◆ **PROBLEMS TO SOLVE**:
a: In the local search engine thread, retype the part from "to_visit = [start_url]" up to and including "visited.add(url)".
b: Render the code comment "keep only same-domain links" from the local search engine thread in Spanish.
c: Carry on the local search engine thread from the point where it stops.

BEGIN TEXT BLOCK

👨‍💻 dev local search engine

development

fukurou

the supreme coder
ADMIN
pip install beautifulsoup4 requests

crawler

Python:
import requests
from bs4 import BeautifulSoup
from urllib.parse import urljoin, urlparse

def crawl(start_url, max_pages=50):
    visited = set()
    to_visit = [start_url]
    index = {}  # url -> text

    while to_visit and len(visited) < max_pages:
        url = to_visit.pop(0)
        if url in visited:
            continue

        try:
            r = requests.get(url, timeout=5)
            soup = BeautifulSoup(r.text, "html.parser")
            text = soup.get_text(" ", strip=True)
            index[url] = text
            visited.add(url)

            # discover new links
            for link in soup.find_all("a", href=True):
                new = urljoin(url, link["href"])
                # keep only same-domain links
                if urlparse(new).netloc == urlparse(start_url).netloc:
                    if new not in visited:
                        to_visit.append(new)

        except Exception:
            continue

    return index

Python:
def search(index, query):
    results = []
    q = query.lower()

    for url, text in index.items():
        if q in text.lower():
            results.append(url)

    return results

main
Python:
if __name__ == "__main__":
    index = crawl("https://example.com", max_pages=30)
    while True:
        q = input("Search: ")
        hits = search(index, q)
        print("\nResults:")
        for h in hits:
            print(" -", h)
        print()
 

fukurou

the supreme coder
ADMIN
Python:
import requests
from bs4 import BeautifulSoup
from urllib.parse import urljoin, urlparse

class LocalSearchEngine:
    def __init__(self, start_url, max_pages=50):
        self.start_url = start_url
        self.max_pages = max_pages
        self.index = {}  # url -> text

    def crawl(self):
        visited = set()
        to_visit = [self.start_url]

        print(f"[Crawler] Starting crawl at: {self.start_url}")

END TEXT BLOCK
BEGIN DATA SHOWN

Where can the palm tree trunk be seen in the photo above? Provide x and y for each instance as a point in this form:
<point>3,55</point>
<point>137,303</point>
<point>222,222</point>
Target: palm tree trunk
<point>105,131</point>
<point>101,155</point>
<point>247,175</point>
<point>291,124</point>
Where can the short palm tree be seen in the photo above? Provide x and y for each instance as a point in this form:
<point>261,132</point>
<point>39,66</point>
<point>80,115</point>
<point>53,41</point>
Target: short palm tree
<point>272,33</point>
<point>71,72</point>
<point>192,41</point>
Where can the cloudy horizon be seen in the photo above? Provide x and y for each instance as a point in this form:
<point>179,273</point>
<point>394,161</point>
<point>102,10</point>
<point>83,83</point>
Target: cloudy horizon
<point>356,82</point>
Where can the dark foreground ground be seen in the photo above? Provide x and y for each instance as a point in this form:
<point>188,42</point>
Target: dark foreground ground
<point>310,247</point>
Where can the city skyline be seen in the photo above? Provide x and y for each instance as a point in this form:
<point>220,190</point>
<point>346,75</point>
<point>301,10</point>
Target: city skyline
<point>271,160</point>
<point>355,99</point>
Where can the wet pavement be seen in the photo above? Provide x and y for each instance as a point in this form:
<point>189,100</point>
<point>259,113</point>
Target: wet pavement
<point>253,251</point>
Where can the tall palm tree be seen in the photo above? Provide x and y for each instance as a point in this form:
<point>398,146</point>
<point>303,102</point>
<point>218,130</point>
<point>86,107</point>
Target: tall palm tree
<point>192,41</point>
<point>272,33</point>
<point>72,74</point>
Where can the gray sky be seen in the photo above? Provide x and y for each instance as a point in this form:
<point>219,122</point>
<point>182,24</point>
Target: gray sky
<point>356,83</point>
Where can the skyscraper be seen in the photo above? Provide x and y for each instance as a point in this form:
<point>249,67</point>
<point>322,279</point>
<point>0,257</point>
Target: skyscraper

END DATA SHOWN

◆ **ANSWERS TO THE EXERCISE**:
a:
to_visit = [start_url]
    index = {}  # url -> text

    while to_visit and len(visited) < max_pages:
        url = to_visit.pop(0)
        if url in visited:
            continue

        try:
            r = requests.get(url, timeout=5)
            soup = BeautifulSoup(r.text, "html.parser")
            text = soup.get_text(" ", strip=True)
            index[url] = text
            visited.add(url)

b: conservar solo los enlaces del mismo dominio

c:
        while to_visit and len(visited) < self.max_pages:
            url = to_visit.pop(0)
            if url in visited:
                continue

            print(f"[Crawler] Fetching: {url}")

            try:
                r = requests.get(url, timeout=5)
                soup = BeautifulSoup(r.text, "html.parser")
                text = soup.get_text(" ", strip=True)
                self.index[url] = text
                visited.add(url)

                # discover new links
                for link in soup.find_all("a", href=True):
                    new = urljoin(url, link["href"])
                    if urlparse(new).netloc == urlparse(self.start_url).netloc:
                        if new not in visited:
                            to_visit.append(new)

            except Exception as e:
                print(f"[Crawler] Error fetching {url}: {e}")
                continue

        print(f"[Crawler] Done. Indexed {len(self.index)} pages.\n")

    def search(self, query):
        q = query.lower()
        results = []

        for url, text in self.index.items():
            if q in text.lower():
                results.append(url)

        return results


def main():
    start_url = "https://example.com"  # change this to your domain
    engine = LocalSearchEngine(start_url, max_pages=30)

    engine.crawl()

    while True:
        q = input("Search query: ").strip()
        if not q:
            continue

        hits = engine.search(q)

        print("\nResults:")
        if not hits:
            print("  No matches found.")
        else:
            for h in hits:
                print(" -", h)
        print()


if __name__ == "__main__":
    main()
 

fukurou

the supreme coder
ADMIN
unique site finder search engine:
Python:
import requests
from bs4 import BeautifulSoup
from urllib.parse import urljoin, urlparse
import time

def get_registered_domain(url):
    """
    Extracts the registered domain:
    pl.wikipedia.org -> wikipedia.org
    en.m.wikipedia.org -> wikipedia.org
    news.bbc.co.uk -> bbc.co.uk
    """
    host = urlparse(url).netloc.lower()
    parts = host.split(".")
    if len(parts) >= 2:
        return ".".join(parts[-2:])  # last two parts
    return host

class DomainCrawler:
    def __init__(self, seeds, max_domains=200):
        self.to_visit = list(seeds)
        self.visited_domains = set()
        self.index = {}
        self.max_domains = max_domains

    def crawl(self):
        print(f"[Crawler] Starting with {len(self.to_visit)} seeds")

        while self.to_visit and len(self.visited_domains) < self.max_domains:
            url = self.to_visit.pop(0)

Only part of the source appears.